*Problem to work on:* Of the lines listed below, return exactly those that run from the line containing "the white airplane" through the line containing "part on ground", both included.

*Record set:*
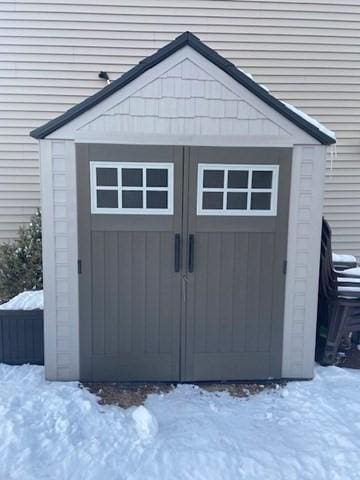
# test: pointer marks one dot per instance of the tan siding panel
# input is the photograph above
(307, 52)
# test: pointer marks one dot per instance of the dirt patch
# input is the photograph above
(128, 395)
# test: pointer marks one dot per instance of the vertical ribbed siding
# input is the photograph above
(50, 53)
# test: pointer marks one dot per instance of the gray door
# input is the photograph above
(237, 232)
(130, 293)
(192, 286)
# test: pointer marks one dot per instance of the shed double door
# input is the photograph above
(181, 262)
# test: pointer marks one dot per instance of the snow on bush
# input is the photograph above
(58, 431)
(25, 301)
(21, 261)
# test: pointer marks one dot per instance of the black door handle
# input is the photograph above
(177, 252)
(191, 252)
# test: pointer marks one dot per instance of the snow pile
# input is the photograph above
(311, 120)
(146, 424)
(31, 300)
(57, 430)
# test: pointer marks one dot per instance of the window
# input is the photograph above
(237, 189)
(132, 188)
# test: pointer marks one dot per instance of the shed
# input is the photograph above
(181, 227)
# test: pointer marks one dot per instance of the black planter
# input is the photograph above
(22, 337)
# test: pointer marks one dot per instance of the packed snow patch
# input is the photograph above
(30, 300)
(57, 430)
(337, 257)
(146, 424)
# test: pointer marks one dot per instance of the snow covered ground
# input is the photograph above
(308, 430)
(29, 300)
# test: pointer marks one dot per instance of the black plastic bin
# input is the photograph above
(22, 337)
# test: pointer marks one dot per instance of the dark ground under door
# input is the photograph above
(183, 296)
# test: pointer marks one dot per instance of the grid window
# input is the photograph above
(237, 189)
(132, 188)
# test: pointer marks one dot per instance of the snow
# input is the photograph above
(311, 120)
(337, 257)
(29, 300)
(296, 110)
(57, 430)
(353, 271)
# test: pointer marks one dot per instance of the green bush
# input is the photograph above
(21, 261)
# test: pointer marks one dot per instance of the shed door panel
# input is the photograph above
(235, 294)
(129, 292)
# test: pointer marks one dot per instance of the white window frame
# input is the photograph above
(239, 167)
(119, 188)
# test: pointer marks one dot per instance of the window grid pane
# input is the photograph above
(258, 195)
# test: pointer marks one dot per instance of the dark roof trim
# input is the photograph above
(181, 41)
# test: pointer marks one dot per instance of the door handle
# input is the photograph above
(191, 252)
(177, 253)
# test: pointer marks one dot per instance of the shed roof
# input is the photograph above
(300, 119)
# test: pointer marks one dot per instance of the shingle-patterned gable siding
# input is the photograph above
(51, 52)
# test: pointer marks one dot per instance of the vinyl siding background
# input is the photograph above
(306, 52)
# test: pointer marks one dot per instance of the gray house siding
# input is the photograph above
(59, 195)
(51, 53)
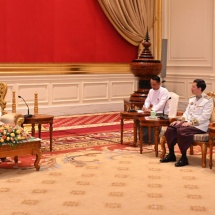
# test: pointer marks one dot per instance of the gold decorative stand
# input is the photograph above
(29, 147)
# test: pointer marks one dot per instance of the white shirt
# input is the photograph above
(199, 111)
(158, 99)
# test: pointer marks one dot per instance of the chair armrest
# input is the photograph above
(12, 118)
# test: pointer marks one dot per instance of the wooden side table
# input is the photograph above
(40, 119)
(155, 123)
(134, 116)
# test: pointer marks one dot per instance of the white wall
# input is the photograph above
(70, 94)
(189, 27)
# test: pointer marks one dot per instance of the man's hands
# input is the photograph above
(147, 110)
(185, 124)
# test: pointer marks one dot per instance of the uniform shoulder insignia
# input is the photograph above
(207, 97)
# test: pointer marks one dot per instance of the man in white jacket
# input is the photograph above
(195, 120)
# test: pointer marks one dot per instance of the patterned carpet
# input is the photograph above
(92, 173)
(84, 131)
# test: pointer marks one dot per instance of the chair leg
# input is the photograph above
(163, 148)
(204, 152)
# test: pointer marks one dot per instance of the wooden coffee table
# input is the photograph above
(40, 119)
(31, 146)
(134, 116)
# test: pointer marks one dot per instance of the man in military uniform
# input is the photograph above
(195, 120)
(157, 101)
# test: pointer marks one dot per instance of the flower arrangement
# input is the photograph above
(12, 134)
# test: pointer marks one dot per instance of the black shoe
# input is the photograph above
(182, 162)
(168, 158)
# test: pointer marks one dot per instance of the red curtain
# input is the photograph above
(59, 31)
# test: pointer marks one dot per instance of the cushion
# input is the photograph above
(201, 137)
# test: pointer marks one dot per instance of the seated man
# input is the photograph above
(156, 101)
(195, 120)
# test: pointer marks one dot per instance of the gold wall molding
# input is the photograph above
(62, 68)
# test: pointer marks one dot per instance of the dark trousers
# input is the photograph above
(181, 135)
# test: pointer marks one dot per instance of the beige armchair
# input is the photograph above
(9, 118)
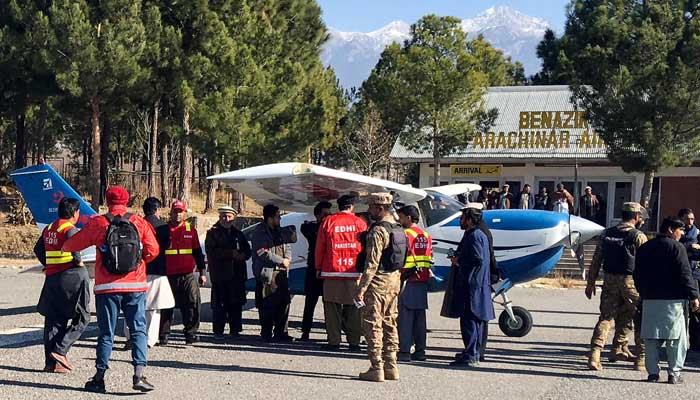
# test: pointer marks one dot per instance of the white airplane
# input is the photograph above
(528, 243)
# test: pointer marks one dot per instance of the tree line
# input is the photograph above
(164, 85)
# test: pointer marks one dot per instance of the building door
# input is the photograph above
(515, 187)
(623, 194)
(489, 184)
(600, 189)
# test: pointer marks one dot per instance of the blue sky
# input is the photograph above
(368, 15)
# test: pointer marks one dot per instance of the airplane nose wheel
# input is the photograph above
(517, 326)
(514, 321)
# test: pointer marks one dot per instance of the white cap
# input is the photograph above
(227, 210)
(473, 205)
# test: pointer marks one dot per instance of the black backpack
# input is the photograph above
(394, 256)
(619, 250)
(121, 252)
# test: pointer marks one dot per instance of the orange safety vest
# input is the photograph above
(54, 237)
(419, 255)
(178, 258)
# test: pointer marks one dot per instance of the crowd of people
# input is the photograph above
(370, 269)
(590, 205)
(650, 292)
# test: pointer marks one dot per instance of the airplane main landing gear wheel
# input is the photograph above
(518, 327)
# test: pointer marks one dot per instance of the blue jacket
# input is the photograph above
(472, 290)
(689, 238)
(530, 201)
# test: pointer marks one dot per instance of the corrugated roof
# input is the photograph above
(537, 123)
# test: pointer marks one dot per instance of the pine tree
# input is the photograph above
(634, 69)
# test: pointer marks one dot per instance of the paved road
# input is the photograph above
(549, 363)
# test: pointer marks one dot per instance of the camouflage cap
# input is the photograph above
(380, 199)
(474, 206)
(633, 206)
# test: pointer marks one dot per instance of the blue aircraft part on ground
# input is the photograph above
(43, 188)
(519, 220)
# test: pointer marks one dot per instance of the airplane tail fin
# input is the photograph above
(43, 188)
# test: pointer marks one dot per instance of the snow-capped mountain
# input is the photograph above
(354, 54)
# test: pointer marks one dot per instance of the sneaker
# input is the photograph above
(355, 348)
(464, 363)
(283, 338)
(141, 384)
(95, 386)
(61, 359)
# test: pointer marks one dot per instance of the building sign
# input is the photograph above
(471, 170)
(543, 130)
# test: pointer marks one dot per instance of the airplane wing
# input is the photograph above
(455, 189)
(300, 186)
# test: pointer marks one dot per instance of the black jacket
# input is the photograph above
(494, 273)
(662, 271)
(312, 284)
(157, 266)
(220, 245)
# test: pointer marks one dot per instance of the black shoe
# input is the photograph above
(330, 347)
(95, 386)
(355, 348)
(283, 338)
(141, 384)
(464, 363)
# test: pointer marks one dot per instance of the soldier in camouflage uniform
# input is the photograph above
(619, 299)
(379, 289)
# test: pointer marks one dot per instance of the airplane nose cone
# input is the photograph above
(585, 228)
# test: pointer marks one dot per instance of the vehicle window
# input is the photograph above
(437, 207)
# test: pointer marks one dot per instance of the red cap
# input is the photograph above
(117, 196)
(179, 205)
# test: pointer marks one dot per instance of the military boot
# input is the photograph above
(618, 353)
(630, 356)
(639, 363)
(594, 360)
(391, 369)
(373, 374)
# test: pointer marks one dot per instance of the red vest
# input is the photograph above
(54, 237)
(178, 257)
(420, 254)
(338, 245)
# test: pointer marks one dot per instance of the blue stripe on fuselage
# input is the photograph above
(518, 220)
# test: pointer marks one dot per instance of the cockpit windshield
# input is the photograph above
(436, 207)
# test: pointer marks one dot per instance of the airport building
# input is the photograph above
(538, 139)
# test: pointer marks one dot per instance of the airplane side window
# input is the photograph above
(437, 207)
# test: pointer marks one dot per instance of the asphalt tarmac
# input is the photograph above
(549, 363)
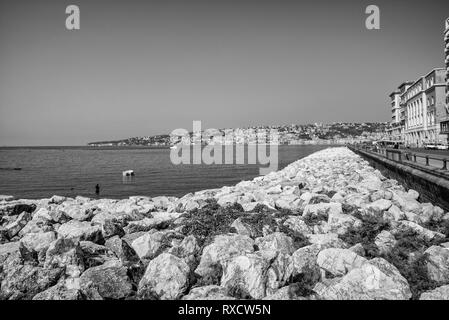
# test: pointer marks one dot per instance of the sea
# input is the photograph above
(41, 172)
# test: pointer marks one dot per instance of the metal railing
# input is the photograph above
(404, 156)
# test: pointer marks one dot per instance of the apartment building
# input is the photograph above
(444, 123)
(424, 108)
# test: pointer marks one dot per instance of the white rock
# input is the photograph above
(166, 277)
(338, 262)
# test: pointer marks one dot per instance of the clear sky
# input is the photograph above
(147, 67)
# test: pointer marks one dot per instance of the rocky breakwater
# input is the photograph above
(328, 226)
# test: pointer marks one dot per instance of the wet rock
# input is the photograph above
(393, 214)
(123, 251)
(6, 198)
(212, 292)
(67, 254)
(242, 228)
(107, 281)
(285, 293)
(379, 205)
(188, 250)
(305, 259)
(385, 242)
(57, 199)
(403, 226)
(340, 222)
(25, 281)
(153, 243)
(328, 240)
(14, 228)
(59, 292)
(222, 248)
(279, 272)
(278, 242)
(78, 231)
(339, 262)
(359, 249)
(297, 224)
(17, 208)
(437, 264)
(166, 278)
(80, 213)
(95, 254)
(323, 209)
(33, 246)
(245, 276)
(441, 293)
(374, 280)
(161, 222)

*Result for this task:*
# test: pointer marks one dot per instance of the white airplane
# input is the photograph above
(528, 243)
# test: pointer marks one dot per instance of the tree line
# input is the photograph above
(164, 85)
# test: pointer marks one dot per instance of the building door
# input is the photograph above
(515, 187)
(623, 194)
(489, 184)
(600, 189)
# test: pointer marks one dot per instance of the blue sky
# input is the photograph above
(368, 15)
# test: pointer marks one dot per instance of the airplane nose wheel
# input is the photograph above
(517, 326)
(514, 321)
# test: pointer marks one dot per instance of the white cap
# input is the photograph above
(227, 210)
(473, 205)
# test: pointer marks one dot per instance of the black backpack
# input is the photograph above
(394, 256)
(619, 250)
(121, 252)
# test: pointer marks one dot per instance of the orange safety vest
# input is the photograph above
(54, 237)
(419, 255)
(178, 258)
# test: pointer marks one dot per instance of the crowd of people
# input is the photograph above
(370, 269)
(590, 205)
(650, 292)
# test: pointer marks one dot per instance of the airplane main landing gear wheel
# input is the photograph above
(518, 327)
# test: pointer marks one dot per instance of the blue jacket
# input is the photograph above
(472, 290)
(689, 238)
(530, 201)
# test: pointer marks one dot per instance of the corrugated roof
# input is the photograph above
(537, 123)
# test: pointer marks one dot per instance of the pine tree
# input is the photograph above
(634, 69)
# test: pointer marks one dot per instance of the paved road
# input is the photograph above
(549, 363)
# test: pointer marks one dot per instance of the camouflage cap
# input is the photograph above
(380, 199)
(474, 206)
(633, 206)
# test: pointer marks one dot per instance of the blue aircraft part on ground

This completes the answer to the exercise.